:: Written task ::
Extend the business risk text below past its final sentence, writing the next part in the same formal voice.

═══ Reading text

We license significant software applications from unaffiliated third parties. The termination of these license agreements by unaffiliated third parties could have a material adverse effect on our business, financial condition, and results of operations. These license agreements are for initial terms and provide for automatic renewals unless terminated by delivering written notice prior to the renewal date.

 

We compete with companies that have greater financial, technical, and monetary resources than we do, which could result in additional pricing pressures on us and reduce our profitability.

 

The market for ticker plant technologies used to facilitate and manage the direct exchange feeds of financial institutions in a MEPS model is opportune and recently developed. Direct competitors on this front include small consulting shops that sell source servers and in-house development teams. Currently, they only compete with HyperFeed on the first level of service involving FEPs and do not presently offer value added services.

══════
═══ Information shown

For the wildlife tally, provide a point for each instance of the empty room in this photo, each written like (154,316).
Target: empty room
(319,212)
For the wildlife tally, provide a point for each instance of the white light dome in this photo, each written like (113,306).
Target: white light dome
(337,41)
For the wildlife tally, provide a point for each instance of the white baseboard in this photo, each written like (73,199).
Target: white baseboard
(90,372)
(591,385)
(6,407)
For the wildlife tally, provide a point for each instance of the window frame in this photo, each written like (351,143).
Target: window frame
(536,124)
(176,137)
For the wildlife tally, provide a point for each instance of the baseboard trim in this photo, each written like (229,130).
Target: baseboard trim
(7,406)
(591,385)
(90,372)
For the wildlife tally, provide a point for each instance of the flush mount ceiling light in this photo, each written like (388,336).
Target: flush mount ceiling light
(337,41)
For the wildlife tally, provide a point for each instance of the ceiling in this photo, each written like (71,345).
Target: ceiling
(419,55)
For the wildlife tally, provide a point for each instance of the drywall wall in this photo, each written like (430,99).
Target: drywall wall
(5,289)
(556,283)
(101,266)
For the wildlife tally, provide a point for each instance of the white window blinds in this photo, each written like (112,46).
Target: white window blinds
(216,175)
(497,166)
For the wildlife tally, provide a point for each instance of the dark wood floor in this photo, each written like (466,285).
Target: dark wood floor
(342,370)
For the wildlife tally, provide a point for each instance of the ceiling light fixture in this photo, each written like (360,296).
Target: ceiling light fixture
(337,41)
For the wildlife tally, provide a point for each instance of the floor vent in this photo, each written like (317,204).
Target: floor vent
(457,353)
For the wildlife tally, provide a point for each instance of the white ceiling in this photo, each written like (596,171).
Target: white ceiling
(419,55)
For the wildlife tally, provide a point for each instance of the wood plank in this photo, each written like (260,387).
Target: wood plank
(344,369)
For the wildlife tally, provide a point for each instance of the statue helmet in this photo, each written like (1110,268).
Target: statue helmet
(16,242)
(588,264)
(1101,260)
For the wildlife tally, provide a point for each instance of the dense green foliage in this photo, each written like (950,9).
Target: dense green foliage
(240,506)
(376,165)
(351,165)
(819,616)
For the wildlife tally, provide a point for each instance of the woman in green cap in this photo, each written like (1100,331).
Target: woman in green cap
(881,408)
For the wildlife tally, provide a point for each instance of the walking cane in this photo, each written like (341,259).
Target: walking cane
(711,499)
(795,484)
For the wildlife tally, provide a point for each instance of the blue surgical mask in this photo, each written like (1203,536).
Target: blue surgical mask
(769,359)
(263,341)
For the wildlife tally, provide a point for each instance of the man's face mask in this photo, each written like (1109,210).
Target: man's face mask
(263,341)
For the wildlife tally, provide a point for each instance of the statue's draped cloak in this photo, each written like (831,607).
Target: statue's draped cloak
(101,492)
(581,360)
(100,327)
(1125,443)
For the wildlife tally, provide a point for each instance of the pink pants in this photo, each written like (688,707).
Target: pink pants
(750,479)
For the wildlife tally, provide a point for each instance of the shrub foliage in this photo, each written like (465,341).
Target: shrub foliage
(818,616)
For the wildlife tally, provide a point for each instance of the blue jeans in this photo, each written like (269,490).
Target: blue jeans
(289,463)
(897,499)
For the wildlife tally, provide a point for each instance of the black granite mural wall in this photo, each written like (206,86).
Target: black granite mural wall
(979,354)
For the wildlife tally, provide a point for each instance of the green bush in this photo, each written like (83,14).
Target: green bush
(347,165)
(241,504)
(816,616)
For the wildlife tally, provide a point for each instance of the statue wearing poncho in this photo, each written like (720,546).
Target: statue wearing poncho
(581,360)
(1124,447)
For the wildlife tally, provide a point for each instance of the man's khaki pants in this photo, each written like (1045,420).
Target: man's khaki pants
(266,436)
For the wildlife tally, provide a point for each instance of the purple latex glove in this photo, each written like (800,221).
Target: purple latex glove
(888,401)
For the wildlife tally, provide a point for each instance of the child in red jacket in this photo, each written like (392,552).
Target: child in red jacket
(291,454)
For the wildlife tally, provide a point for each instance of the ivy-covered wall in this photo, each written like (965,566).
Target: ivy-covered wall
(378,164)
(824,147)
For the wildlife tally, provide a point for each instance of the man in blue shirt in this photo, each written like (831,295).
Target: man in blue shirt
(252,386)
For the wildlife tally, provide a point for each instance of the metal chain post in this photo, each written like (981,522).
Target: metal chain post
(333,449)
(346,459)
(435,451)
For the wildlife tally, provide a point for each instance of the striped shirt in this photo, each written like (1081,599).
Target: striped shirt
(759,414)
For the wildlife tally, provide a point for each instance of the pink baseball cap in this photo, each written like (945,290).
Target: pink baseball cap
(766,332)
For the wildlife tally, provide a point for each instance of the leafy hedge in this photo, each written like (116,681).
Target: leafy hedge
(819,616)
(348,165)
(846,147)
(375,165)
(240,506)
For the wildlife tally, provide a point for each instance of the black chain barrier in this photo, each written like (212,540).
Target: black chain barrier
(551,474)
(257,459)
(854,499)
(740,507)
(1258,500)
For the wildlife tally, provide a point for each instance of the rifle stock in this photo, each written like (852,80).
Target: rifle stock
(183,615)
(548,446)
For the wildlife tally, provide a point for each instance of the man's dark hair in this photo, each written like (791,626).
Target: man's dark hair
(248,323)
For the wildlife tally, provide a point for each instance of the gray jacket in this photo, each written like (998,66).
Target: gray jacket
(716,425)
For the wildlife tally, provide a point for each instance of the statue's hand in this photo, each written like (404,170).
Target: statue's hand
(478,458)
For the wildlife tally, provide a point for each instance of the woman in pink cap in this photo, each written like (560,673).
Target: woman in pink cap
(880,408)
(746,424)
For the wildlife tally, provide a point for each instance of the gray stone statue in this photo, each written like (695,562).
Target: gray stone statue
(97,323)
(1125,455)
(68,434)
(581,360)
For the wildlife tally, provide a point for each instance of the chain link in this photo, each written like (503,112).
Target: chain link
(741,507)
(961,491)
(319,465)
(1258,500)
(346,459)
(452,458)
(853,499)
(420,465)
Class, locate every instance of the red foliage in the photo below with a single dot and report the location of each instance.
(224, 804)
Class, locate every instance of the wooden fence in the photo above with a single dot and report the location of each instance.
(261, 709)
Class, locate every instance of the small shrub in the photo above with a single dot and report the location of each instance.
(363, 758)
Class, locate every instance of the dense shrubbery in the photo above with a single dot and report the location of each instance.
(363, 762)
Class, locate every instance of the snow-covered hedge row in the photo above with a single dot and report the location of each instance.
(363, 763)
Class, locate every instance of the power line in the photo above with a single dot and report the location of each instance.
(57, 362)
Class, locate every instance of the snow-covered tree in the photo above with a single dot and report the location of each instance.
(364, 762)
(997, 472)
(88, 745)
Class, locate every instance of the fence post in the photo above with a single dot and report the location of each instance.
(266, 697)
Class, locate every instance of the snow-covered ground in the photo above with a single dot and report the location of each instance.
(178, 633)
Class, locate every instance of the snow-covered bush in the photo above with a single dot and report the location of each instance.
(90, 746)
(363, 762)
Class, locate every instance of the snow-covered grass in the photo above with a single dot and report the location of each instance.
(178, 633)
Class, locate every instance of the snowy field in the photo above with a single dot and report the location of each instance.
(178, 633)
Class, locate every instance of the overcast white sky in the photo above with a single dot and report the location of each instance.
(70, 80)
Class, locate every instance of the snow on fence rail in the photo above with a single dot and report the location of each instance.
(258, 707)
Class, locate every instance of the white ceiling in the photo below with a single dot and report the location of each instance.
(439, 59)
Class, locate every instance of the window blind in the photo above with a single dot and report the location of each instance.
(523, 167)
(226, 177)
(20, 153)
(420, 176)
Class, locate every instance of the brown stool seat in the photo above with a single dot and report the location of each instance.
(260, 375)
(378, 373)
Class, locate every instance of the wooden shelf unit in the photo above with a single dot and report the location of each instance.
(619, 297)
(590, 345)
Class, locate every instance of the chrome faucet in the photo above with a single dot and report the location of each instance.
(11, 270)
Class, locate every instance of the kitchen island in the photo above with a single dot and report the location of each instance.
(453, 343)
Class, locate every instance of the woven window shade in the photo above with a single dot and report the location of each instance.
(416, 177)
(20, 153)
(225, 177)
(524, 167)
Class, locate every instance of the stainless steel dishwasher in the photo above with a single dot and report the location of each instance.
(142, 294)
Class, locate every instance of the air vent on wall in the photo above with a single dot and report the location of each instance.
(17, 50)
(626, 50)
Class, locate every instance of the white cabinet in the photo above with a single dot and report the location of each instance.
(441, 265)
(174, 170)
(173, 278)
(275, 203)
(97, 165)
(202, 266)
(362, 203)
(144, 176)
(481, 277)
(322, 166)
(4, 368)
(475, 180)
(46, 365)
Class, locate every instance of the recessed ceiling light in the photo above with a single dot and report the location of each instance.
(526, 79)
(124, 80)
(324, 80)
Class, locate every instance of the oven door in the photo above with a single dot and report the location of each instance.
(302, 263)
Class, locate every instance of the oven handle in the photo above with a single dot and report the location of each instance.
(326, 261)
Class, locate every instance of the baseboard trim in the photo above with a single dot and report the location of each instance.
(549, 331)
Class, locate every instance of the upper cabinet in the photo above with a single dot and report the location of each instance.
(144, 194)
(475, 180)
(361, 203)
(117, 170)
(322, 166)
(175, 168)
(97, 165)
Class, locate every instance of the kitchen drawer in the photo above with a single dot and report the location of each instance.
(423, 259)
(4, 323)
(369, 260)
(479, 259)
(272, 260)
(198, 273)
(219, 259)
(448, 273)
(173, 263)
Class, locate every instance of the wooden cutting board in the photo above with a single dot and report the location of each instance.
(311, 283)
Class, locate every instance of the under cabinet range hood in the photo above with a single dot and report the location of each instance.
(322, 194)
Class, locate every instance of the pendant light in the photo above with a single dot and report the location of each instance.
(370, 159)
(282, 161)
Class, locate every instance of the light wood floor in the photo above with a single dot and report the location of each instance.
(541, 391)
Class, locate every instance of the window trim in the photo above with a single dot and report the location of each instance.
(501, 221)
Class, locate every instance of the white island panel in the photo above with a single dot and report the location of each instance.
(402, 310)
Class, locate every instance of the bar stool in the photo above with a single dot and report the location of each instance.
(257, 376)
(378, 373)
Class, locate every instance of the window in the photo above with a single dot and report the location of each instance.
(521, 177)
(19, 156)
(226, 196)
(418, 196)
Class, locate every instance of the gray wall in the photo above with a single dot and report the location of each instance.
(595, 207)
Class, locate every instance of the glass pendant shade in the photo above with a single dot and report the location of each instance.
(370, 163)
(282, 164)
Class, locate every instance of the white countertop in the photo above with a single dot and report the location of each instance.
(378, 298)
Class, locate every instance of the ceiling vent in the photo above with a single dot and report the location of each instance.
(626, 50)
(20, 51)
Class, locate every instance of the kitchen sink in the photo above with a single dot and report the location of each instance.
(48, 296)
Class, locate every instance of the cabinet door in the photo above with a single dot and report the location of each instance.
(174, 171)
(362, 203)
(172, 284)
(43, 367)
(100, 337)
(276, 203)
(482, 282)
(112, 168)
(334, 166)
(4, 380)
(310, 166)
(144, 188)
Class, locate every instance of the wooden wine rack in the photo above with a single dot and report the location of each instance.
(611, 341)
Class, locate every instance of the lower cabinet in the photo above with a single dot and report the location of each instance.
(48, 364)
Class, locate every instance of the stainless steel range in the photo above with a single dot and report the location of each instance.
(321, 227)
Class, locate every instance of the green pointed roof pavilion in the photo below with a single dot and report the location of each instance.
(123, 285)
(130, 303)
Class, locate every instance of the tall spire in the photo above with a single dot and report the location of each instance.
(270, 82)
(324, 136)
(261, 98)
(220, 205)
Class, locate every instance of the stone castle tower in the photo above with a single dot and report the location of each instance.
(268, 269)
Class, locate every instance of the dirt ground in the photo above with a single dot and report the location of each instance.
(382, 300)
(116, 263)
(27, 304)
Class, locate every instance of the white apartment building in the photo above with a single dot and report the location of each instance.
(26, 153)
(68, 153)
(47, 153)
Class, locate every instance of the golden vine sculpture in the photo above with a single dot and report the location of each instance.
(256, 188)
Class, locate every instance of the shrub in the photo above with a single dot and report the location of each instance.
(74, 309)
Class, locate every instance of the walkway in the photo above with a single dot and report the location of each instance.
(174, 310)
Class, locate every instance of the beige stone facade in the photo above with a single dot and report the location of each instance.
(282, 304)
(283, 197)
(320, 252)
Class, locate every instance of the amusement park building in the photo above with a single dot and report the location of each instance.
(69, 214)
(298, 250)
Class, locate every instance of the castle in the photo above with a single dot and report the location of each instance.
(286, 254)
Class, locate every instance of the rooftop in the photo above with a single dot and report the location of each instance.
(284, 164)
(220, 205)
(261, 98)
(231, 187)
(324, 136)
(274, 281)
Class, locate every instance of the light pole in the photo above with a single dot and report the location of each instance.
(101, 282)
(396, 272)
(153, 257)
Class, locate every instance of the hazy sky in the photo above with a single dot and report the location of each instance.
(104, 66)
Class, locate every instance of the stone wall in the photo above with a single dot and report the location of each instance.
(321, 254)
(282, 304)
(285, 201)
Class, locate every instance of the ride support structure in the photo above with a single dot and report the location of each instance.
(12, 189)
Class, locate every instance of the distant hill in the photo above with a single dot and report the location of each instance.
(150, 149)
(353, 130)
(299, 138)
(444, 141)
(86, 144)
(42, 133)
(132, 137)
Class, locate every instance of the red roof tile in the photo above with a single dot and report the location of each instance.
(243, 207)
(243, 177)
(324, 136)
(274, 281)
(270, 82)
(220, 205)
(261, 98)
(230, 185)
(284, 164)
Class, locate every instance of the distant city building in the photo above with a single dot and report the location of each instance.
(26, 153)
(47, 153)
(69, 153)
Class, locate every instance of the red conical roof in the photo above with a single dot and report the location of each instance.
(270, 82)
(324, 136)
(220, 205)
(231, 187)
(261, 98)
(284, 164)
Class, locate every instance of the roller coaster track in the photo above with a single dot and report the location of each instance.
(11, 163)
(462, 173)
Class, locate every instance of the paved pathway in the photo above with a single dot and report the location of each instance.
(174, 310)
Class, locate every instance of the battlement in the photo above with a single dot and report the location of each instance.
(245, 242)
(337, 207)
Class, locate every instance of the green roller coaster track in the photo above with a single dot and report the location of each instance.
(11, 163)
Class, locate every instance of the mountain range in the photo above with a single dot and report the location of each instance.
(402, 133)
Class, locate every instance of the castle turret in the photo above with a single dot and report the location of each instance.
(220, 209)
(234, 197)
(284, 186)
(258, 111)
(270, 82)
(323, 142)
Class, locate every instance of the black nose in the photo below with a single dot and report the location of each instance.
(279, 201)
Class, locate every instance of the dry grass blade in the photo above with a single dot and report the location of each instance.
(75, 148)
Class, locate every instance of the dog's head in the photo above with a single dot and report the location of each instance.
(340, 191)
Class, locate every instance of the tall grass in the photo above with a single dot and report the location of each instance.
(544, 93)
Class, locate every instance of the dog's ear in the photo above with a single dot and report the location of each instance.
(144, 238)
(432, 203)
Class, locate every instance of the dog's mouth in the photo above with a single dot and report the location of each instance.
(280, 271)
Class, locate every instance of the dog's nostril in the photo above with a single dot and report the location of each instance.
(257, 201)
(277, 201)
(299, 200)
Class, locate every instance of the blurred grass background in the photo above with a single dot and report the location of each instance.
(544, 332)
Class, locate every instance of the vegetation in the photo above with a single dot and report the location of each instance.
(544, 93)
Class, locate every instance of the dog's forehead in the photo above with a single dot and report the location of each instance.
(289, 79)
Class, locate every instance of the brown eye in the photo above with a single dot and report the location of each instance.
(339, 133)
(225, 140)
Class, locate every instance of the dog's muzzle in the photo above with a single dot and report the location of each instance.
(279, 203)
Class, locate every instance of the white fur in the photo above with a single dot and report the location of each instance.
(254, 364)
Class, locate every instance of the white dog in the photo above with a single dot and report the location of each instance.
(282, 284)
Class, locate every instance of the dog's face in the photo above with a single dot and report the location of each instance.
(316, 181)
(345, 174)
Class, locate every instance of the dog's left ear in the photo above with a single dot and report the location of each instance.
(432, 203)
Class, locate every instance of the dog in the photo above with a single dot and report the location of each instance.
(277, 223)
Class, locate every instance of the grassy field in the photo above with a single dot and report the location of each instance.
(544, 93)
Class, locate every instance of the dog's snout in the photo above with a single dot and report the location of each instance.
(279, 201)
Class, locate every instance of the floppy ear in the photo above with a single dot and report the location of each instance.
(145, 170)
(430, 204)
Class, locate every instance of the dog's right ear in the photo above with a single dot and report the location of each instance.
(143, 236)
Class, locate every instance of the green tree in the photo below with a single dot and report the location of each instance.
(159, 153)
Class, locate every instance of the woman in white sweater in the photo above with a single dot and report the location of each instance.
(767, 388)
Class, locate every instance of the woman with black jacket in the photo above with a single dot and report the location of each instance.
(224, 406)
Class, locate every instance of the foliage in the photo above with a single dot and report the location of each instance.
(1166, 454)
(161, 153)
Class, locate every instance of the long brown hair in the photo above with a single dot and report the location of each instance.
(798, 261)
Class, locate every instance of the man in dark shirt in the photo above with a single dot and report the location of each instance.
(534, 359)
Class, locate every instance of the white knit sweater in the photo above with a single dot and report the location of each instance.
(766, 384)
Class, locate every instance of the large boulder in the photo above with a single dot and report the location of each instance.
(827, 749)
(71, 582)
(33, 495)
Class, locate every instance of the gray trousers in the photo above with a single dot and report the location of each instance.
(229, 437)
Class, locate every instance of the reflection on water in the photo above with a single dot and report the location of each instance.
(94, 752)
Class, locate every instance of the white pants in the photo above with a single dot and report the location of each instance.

══════

:: Output ::
The market for the provision of a domestic consolidated data feed containing real-time streaming financial information such as equities, commodities, futures and options quotations, and news through services and software applications similar to those we provide includes a large amount of competitors and is subject to rapid change. The industry has also seen unprecedented merger and acquisition activity. We believe our primary competitors include Reuters, the ILX unit of Thomson Corporation and the Comstock unit of Standard and Poor’s, which was recently acquired by IDC. These competitors have significantly greater financial, technical, and marketing resources and greater name recognition than we do. Our goal is not to compete with these premiere data providers but to license our technology to them. Nonetheless, there can be no assurance that we will be able to achieve our goal or otherwise compete successfully with our existing competitors or with any new competitors.

 

Our subscription contracts for services and software applications may subject us to litigation, which may be costly for us to defend.

 

Many of our subscription contracts are for services and software applications that are critical to the operations of our customers’ businesses. The failure or inability to deliver services and software to our customers’ satisfaction could have a material adverse effect on their operations and could consequently subject us to litigation. Any litigation could cause us to incur legal fees and use management resources, which could have a material adverse effect on our business, financial condition, and results of operations.

 

Our software may infringe on intellectual property rights of others, which may subject us to litigation.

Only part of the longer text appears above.